Start of Material for the task
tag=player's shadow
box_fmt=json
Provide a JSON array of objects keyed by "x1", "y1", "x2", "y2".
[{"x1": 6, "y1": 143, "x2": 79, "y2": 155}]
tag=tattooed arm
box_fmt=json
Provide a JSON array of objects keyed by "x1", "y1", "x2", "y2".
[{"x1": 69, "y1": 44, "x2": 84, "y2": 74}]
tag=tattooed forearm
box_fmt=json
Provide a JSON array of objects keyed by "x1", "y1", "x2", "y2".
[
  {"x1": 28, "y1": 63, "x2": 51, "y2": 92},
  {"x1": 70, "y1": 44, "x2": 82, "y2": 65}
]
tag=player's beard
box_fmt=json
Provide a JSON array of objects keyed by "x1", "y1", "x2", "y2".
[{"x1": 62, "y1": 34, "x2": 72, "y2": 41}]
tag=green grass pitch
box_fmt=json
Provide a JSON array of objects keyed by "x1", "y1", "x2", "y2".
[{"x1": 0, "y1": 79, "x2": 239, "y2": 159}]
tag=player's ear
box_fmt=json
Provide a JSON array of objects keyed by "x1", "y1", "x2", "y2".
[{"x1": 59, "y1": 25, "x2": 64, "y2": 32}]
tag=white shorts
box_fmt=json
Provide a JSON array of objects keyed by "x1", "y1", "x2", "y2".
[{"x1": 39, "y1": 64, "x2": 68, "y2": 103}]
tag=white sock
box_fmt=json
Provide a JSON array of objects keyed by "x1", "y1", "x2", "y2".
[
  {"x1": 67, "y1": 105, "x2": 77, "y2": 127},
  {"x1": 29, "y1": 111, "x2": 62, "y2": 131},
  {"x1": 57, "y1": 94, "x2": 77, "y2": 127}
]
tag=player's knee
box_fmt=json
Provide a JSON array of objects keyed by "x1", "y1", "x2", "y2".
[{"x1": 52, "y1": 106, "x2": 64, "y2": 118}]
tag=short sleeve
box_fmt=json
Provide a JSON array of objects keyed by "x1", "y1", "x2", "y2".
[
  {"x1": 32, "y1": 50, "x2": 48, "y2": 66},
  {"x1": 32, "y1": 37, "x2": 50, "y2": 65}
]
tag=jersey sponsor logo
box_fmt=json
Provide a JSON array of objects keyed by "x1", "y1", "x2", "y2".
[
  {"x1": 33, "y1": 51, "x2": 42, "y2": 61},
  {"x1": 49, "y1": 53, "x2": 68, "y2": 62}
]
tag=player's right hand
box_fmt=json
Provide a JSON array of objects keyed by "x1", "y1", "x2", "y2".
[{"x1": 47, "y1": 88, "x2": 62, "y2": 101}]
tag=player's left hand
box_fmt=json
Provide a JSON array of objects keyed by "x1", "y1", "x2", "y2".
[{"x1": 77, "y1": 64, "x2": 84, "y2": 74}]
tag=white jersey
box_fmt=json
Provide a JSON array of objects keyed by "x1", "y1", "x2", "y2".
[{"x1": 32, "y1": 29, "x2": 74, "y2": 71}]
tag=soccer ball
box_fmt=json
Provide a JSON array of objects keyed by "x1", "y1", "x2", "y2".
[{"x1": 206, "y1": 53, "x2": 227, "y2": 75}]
End of Material for the task
*Assigned task*
Each line above that contains the word "white" must be copied.

*Written reply*
tag=white shorts
tag=white sock
tag=white jersey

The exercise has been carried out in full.